• **Input**:

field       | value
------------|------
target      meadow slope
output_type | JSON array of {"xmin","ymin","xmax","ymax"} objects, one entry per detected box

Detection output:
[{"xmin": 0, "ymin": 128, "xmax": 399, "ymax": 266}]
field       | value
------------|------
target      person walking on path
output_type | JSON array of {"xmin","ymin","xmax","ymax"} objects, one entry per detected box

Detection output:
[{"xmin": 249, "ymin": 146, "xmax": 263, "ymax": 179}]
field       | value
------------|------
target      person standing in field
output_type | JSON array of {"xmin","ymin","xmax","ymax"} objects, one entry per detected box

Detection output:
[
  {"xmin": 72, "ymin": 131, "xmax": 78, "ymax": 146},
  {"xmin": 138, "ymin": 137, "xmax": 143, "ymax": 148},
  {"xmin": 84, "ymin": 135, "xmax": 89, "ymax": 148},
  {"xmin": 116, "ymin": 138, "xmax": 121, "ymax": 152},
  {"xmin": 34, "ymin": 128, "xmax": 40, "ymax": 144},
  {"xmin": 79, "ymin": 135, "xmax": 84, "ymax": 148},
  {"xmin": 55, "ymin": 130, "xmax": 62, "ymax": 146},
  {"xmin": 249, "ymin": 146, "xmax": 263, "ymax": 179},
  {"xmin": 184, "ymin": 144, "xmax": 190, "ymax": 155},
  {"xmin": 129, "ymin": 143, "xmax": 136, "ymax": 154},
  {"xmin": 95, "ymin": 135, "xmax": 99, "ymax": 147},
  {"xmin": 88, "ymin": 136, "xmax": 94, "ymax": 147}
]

• **Your task**: Output the entries exactly. Leave nothing out.

• **Your solution**:
field       | value
------------|------
target      meadow slope
output_type | JSON array of {"xmin","ymin","xmax","ymax"} objects, one entry per detected box

Detection output:
[{"xmin": 0, "ymin": 128, "xmax": 399, "ymax": 266}]
field       | value
------------|------
target      person walking on path
output_type | JSON array of {"xmin","ymin","xmax","ymax"} objects, one entry per detected box

Detection output:
[{"xmin": 249, "ymin": 146, "xmax": 263, "ymax": 179}]
field       | value
------------|------
target      person standing in field
output_type | JSON array of {"xmin","ymin","xmax","ymax"} objects, one entry per detected box

Detection output:
[
  {"xmin": 72, "ymin": 131, "xmax": 78, "ymax": 146},
  {"xmin": 138, "ymin": 137, "xmax": 143, "ymax": 148},
  {"xmin": 84, "ymin": 135, "xmax": 89, "ymax": 148},
  {"xmin": 116, "ymin": 138, "xmax": 121, "ymax": 152},
  {"xmin": 34, "ymin": 128, "xmax": 40, "ymax": 144},
  {"xmin": 79, "ymin": 135, "xmax": 84, "ymax": 148},
  {"xmin": 55, "ymin": 130, "xmax": 62, "ymax": 146},
  {"xmin": 249, "ymin": 146, "xmax": 263, "ymax": 179},
  {"xmin": 184, "ymin": 144, "xmax": 190, "ymax": 155},
  {"xmin": 129, "ymin": 143, "xmax": 136, "ymax": 154},
  {"xmin": 95, "ymin": 135, "xmax": 99, "ymax": 147},
  {"xmin": 88, "ymin": 136, "xmax": 94, "ymax": 147}
]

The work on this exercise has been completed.